## Alıştırma yönergesi
Aşağıdaki konuşma metnini iki cümleyle özetleyin.

## Kaynak metin
>>>>>

MERVE BÜYÜKBAYRAK: “Musa, beni unuttuğumdan dolayı sorgulama ve bu işimden dolayı bana zorluk çıkarma dedi”.
ADNAN OKTAR: Unutma, Ahir zamanın bir özelliğidir. Mehdi devrinde unutkanlık yayılacak diyor. Hadislerde var. Ahir zamana mahsus bir şeydir. Hz. Musa peygamber olduğu için yalan söylemez. Unutmuş, boş bulunmuş belli. Kibir yapmaz yani. Unuttuğumdan dolayı bana zorluk çıkartma diyor. Üslup da çok samimi. Evet.
MERVE BÜYÜKBAYRAK: “Böylece ikisi yine yola koyuldular. Nitekim bir çocuk”.
ADNAN OKTAR: Bak hep ikisi, hep ikisi. Hep iki, iki, iki, iki. Evet.

<<<<<

(Kaydedilen veri girdileri)
>>>>>

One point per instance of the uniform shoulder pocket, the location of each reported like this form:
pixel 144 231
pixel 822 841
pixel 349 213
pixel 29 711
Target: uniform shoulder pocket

<<<<<

## Cevap aşağıda
Merve Büyükbayrak, Hz. Musa'nın unuttuğu için sorgulanmamayı ve kendisine zorluk çıkarılmamasını istediği ve ikisinin yeniden yola koyulduğu bölümleri aktarır. Adnan Oktar ise hadislere göre unutkanlığın ahir zamana ve Mehdi devrine özgü bir özellik olduğunu, peygamber olan Hz. Musa'nın yalan söylemeyip gerçekten unuttuğunu söyler ve pasajda hep "ikisi" denmesine dikkat çeker.